- Work to be completed
Please repeat each of the following records word for word.

- Data shown

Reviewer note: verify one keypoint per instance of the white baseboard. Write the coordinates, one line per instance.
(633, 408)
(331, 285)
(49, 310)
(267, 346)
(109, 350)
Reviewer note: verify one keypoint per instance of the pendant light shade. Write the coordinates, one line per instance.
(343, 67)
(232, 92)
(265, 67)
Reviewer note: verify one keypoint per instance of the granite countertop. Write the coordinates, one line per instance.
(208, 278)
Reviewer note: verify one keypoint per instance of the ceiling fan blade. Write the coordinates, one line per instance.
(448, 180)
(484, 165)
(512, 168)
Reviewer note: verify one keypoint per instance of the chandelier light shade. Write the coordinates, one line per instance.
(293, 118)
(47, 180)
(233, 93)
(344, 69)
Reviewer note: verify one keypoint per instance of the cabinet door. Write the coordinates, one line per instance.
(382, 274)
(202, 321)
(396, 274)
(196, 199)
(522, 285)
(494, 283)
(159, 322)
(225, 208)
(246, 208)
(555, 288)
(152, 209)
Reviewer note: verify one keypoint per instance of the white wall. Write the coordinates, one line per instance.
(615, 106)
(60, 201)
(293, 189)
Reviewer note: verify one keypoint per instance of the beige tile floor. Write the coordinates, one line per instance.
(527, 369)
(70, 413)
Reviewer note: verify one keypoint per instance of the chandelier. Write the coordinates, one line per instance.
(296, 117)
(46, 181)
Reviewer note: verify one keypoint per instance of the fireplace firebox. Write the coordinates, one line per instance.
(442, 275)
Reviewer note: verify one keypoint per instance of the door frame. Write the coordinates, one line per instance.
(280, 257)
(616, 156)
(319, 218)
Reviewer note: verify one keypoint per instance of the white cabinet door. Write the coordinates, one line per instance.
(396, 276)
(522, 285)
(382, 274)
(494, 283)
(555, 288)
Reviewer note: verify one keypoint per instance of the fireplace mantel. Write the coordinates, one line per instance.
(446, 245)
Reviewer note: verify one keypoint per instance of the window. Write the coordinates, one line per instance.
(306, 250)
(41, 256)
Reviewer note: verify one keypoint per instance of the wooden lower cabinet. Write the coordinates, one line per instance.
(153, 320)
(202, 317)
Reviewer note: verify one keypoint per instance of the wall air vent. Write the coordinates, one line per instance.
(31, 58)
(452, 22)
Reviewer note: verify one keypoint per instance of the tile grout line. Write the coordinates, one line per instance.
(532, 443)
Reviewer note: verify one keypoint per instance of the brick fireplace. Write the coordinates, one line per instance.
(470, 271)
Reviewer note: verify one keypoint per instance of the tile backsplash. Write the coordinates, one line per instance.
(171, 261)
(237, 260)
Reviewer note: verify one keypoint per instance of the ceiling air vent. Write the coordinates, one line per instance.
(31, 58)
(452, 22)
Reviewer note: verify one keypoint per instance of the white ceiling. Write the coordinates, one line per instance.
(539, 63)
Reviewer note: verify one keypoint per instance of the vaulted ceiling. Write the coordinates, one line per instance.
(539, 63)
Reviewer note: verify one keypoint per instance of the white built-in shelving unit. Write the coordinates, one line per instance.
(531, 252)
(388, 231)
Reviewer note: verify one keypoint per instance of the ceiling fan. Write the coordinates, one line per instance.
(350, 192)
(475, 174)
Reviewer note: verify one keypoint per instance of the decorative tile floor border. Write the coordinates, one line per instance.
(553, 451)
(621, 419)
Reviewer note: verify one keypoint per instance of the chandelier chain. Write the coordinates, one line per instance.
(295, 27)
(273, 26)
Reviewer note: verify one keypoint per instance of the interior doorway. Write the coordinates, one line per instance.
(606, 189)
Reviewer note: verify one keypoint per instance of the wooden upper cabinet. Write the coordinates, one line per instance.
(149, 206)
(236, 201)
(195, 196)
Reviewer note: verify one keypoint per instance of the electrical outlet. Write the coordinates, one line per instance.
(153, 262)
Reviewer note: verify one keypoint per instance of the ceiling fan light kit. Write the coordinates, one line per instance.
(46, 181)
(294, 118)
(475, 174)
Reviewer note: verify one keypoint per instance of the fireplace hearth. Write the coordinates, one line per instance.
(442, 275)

- Result for this task
Reviewer note: verify one keypoint per instance of the white baseboard. Write the coordinates, one line per instance.
(633, 408)
(331, 285)
(49, 310)
(267, 346)
(109, 350)
Reviewer note: verify one keypoint per instance of the pendant light shade. Write the coordinates, one line per instance.
(343, 67)
(232, 92)
(265, 67)
Reviewer note: verify one keypoint per instance of the granite countertop. Write the coordinates, one line per instance.
(208, 278)
Reviewer note: verify one keypoint per instance of the ceiling fan blade. Write the coordinates, one line per instance.
(448, 180)
(484, 165)
(512, 168)
Reviewer note: verify one keypoint per instance of the chandelier light shade. Write the coordinates, one line per instance.
(293, 118)
(47, 180)
(233, 93)
(344, 69)
Reviewer note: verify one keypoint per instance of the cabinet door. Write the coordinates, one line per instance.
(382, 274)
(202, 321)
(396, 274)
(196, 199)
(522, 285)
(494, 283)
(159, 322)
(225, 208)
(246, 208)
(555, 288)
(152, 209)
Reviewer note: verify one keypoint per instance of the white wall. Write the coordinates, one line per instance.
(615, 106)
(60, 201)
(293, 189)
Reviewer note: verify one keypoint per instance of the beige tile floor. Write the coordinates, one line per instance.
(527, 369)
(70, 413)
Reviewer note: verify one keypoint per instance of the chandelier. Write the coordinates, one line per instance.
(296, 117)
(46, 181)
Reviewer note: verify one keypoint per instance of the fireplace firebox. Write the coordinates, one line per instance.
(442, 275)
Reviewer note: verify one keypoint per instance of the door frame. Write the coordinates, one line per instance.
(280, 257)
(616, 156)
(319, 218)
Reviewer note: verify one keypoint per instance of the white cabinet door. Write the coordinates, one line per instance.
(396, 276)
(522, 285)
(382, 274)
(494, 283)
(555, 288)
Reviewer note: verify one keypoint per instance of the fireplace mantel. Write the coordinates, one line per instance.
(446, 245)
Reviewer note: verify one keypoint per instance of the window. Write the coordinates, one line per instance.
(306, 250)
(41, 256)
Reviewer note: verify one keypoint per instance of the wooden lower cabinet. Write the coordinates, one line per instance.
(153, 320)
(202, 317)
Reviewer note: verify one keypoint per instance of the wall air vent. Write the coordinates, one line per instance.
(31, 58)
(452, 22)
Reviewer note: verify one keypoint per instance of the tile grout line. Write the coordinates, one line per instance.
(532, 443)
Reviewer note: verify one keypoint per instance of the brick fireplace. Write the coordinates, one line per instance.
(470, 271)
Reviewer note: verify one keypoint per instance of the tile backsplash. Write the coordinates, one line per instance.
(171, 261)
(237, 260)
Reviewer note: verify one keypoint per instance of the ceiling air vent. Write the coordinates, one line per instance.
(31, 58)
(452, 22)
Reviewer note: verify one keypoint per instance of the white ceiling. Write the coordinates, one line per instance.
(539, 63)
Reviewer note: verify one keypoint per instance of the vaulted ceiling. Write the coordinates, one line per instance.
(539, 63)
Reviewer note: verify one keypoint per instance of the white built-in shelving unit. Write the coordinates, one line per instance.
(531, 252)
(388, 231)
Reviewer note: verify one keypoint per instance of the ceiling fan. Write the coordinates, one line per instance.
(350, 192)
(475, 174)
Reviewer note: verify one keypoint per instance of the decorative tile floor border. Write the coordinates, one line per instance.
(553, 451)
(621, 419)
Reviewer note: verify one keypoint per instance of the chandelier chain. Write the coordinates, one line per instance.
(295, 27)
(273, 26)
Reviewer note: verify one keypoint per instance of the interior doorway. Write the coordinates, one line per instance.
(606, 189)
Reviewer note: verify one keypoint per instance of the wooden upper cabinet. Write the coordinates, one line per instance.
(149, 206)
(236, 201)
(195, 196)
Reviewer note: verify one keypoint per instance of the electrical outlet. Write the coordinates, one line per instance.
(153, 262)
Reviewer note: verify one keypoint per instance of the ceiling fan light kit. Write the coordinates, one line per instance.
(46, 181)
(294, 118)
(475, 174)
Reviewer note: verify one keypoint per instance of the fireplace hearth. Write the coordinates, one line per instance.
(442, 275)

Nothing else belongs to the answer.